Al momento della crisi ipoglicemica il paziente era in trattamento con insulina nel 64% dei casi, da sola o in associazione ad altri trattamenti. Tra coloro che erano in cura con farmaci orali, i medicinali più usati erano metformina, sulfaniluree, repaglinide.
234 casi di ipoglicemia (157 dei quali indotti da insulina) erano associati a qualche tipo di trauma, 39 a incidenti stradali (di questi 25 indotti da insulina). In un caso su due, l’ipoglicemia era stata trattata dal paziente stesso prima dell’arrivo in ospedale, ma nel 51% era stato necessario l’intervento del personale di emergenza.

- **Materiale fornito**
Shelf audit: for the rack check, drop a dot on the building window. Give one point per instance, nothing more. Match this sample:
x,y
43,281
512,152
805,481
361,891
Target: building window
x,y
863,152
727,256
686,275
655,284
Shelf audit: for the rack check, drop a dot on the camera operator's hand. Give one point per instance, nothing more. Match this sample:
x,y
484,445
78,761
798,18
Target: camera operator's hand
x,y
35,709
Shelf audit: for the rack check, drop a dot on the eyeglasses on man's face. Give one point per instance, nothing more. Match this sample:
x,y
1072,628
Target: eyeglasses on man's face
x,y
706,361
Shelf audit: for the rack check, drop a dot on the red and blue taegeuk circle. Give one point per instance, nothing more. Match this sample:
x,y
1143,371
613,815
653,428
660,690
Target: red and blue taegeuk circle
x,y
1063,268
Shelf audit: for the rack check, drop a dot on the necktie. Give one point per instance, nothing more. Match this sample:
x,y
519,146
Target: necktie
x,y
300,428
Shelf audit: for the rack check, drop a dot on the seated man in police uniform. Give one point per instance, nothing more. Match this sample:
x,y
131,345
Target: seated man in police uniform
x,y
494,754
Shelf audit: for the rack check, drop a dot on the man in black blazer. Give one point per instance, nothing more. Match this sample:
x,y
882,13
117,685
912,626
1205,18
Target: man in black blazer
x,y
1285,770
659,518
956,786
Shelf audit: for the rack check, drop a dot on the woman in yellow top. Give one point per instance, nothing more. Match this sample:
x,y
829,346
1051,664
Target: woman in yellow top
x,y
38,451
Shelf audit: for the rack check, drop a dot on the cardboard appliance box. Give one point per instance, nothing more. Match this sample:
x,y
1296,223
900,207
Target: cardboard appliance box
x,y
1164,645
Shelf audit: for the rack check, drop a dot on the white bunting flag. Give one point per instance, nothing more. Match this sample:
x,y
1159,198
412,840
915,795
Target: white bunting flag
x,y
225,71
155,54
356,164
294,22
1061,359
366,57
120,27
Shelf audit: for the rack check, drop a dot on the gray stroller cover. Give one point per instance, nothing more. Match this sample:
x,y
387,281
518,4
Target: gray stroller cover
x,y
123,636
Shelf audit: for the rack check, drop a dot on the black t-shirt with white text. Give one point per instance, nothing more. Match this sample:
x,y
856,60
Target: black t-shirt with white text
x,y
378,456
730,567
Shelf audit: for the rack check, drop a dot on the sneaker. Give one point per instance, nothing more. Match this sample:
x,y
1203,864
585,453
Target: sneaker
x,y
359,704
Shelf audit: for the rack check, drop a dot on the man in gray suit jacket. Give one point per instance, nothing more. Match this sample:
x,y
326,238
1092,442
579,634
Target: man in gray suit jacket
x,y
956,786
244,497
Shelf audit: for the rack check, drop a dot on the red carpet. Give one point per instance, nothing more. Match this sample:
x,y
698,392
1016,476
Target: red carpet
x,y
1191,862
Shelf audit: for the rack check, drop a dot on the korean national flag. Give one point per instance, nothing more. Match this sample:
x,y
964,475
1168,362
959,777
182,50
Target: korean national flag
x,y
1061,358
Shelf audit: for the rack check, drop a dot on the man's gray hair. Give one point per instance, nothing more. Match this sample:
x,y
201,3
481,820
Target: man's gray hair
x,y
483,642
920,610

- **Verifica la comprensione**
1. Nel testo sulle crisi ipoglicemiche, che cosa aveva indotto 157 dei 234 casi di ipoglicemia associati a qualche tipo di trauma? Rispondi in una o due frasi.
2. Prosegui il testo sulle crisi ipoglicemiche a partire dalla sua ultima frase.

- **Soluzioni**
1. Secondo il testo, 157 dei 234 casi di ipoglicemia associati a un trauma erano stati indotti dall'insulina. Lo stesso vale per 25 dei 39 casi legati a incidenti stradali.

2.
Presso il dipartimento d’emergenza, l’ipoglicemia è stata trattata in un caso su 5 attraverso la somministrazione di glucosio per bocca, in un caso su 3 attraverso infusioni endovenose di glucosio e mediante la somministrazione di glucagone per iniezione intramuscolare nel 2% dei casi. Un soggetto su 5 -di quelli arrivati in pronto soccorso- è stato trattenuto in osservazione per meno di 24 ore, il 7% rifiutava il ricovero, il 31% veniva ricoverato in una divisione di medicina (degenza media di 8 giorni). Tra i ricoverati per ipoglicemia, sono stati registrati 77 decessi (il 9% del totale dei ricoveri).